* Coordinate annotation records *
_ _ _ _ _
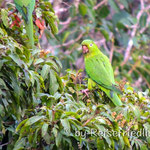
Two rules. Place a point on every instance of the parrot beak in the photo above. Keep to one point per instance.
(85, 49)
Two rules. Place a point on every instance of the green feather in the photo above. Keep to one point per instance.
(26, 7)
(99, 69)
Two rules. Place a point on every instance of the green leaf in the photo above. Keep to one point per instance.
(44, 129)
(103, 12)
(45, 71)
(20, 144)
(21, 124)
(113, 5)
(136, 111)
(38, 61)
(33, 120)
(4, 15)
(65, 123)
(82, 9)
(53, 85)
(47, 138)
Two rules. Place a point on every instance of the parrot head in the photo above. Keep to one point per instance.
(89, 47)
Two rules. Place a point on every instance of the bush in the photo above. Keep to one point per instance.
(43, 108)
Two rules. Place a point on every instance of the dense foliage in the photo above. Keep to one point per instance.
(42, 105)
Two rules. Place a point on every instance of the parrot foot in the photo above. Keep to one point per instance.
(85, 92)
_ _ _ _ _
Can you update the material from the line containing "Two rules. Place a point on every instance of the bush" through its final line, replacing "dense foliage" with "thick foliage" and keeping everything else the same? Give back only those lines.

* REPLY *
Two rules. Place a point on every instance of the bush in the photo above. Keep to one point per instance.
(43, 108)
Two rules. Place a point on every instance of the thick foliage in the photo above. Keep to one point per instance.
(42, 105)
Two rules. Place a point on every instance of the parrot foot in the photo above. Keep to one point per instance.
(85, 92)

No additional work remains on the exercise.